### Exercise description
Each line that contains the word "white" is to be copied from the records below.

### Data extract
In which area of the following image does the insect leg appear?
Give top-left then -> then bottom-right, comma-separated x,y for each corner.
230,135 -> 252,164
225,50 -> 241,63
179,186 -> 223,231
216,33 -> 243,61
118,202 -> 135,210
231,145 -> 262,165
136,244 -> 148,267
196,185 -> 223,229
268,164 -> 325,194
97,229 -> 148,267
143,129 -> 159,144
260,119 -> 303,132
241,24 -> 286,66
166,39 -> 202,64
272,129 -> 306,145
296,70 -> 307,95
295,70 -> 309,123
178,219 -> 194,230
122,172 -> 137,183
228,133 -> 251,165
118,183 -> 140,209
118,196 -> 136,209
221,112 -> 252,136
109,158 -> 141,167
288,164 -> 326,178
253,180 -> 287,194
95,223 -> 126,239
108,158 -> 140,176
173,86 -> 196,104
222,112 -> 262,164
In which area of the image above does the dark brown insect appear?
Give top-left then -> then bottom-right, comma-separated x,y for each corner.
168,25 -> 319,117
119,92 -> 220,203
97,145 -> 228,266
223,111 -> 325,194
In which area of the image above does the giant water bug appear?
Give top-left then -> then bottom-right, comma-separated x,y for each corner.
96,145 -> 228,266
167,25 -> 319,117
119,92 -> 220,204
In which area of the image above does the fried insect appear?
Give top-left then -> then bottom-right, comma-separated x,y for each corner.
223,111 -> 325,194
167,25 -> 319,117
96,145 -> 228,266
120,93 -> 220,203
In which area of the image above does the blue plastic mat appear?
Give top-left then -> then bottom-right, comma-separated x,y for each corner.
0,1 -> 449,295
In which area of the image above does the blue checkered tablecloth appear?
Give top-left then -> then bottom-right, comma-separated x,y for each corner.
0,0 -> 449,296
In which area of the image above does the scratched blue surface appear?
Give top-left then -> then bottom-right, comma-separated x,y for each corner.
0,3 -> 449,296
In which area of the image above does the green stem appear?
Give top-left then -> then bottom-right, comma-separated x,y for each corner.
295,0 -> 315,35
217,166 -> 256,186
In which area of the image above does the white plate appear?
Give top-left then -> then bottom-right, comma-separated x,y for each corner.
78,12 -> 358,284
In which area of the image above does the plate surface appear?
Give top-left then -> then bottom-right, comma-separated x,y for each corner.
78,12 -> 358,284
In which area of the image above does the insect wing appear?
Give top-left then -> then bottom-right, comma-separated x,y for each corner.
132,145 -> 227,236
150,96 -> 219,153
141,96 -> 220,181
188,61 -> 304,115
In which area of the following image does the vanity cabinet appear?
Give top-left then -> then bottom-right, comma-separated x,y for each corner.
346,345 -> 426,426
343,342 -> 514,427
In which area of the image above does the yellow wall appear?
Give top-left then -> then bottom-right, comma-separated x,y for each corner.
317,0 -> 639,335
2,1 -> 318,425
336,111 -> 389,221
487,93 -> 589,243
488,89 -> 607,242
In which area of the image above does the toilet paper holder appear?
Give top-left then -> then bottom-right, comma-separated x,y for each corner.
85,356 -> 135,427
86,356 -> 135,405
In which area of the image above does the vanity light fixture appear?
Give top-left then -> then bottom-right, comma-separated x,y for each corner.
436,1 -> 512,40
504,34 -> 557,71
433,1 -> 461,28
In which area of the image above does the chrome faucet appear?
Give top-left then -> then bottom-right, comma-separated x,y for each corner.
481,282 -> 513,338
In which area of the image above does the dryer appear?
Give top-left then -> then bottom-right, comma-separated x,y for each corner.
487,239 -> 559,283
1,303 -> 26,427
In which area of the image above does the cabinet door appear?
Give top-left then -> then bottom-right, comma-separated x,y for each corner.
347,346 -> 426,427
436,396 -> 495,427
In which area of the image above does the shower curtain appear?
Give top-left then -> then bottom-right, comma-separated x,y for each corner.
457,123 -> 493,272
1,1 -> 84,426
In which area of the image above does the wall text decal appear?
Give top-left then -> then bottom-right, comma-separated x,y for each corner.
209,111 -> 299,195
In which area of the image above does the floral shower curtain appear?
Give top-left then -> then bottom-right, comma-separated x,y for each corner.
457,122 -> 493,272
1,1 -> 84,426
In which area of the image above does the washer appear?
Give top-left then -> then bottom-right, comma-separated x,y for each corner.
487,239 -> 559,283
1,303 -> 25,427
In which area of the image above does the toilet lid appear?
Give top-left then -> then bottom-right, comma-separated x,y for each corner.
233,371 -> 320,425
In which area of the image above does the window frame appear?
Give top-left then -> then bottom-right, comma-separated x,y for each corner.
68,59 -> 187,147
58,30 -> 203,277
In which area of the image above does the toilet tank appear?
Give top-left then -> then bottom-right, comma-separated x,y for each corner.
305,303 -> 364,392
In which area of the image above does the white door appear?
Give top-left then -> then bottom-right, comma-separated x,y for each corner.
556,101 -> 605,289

### Solved problem
In which area of the image above does the white plate appear?
In which area of the image above does the white door appear?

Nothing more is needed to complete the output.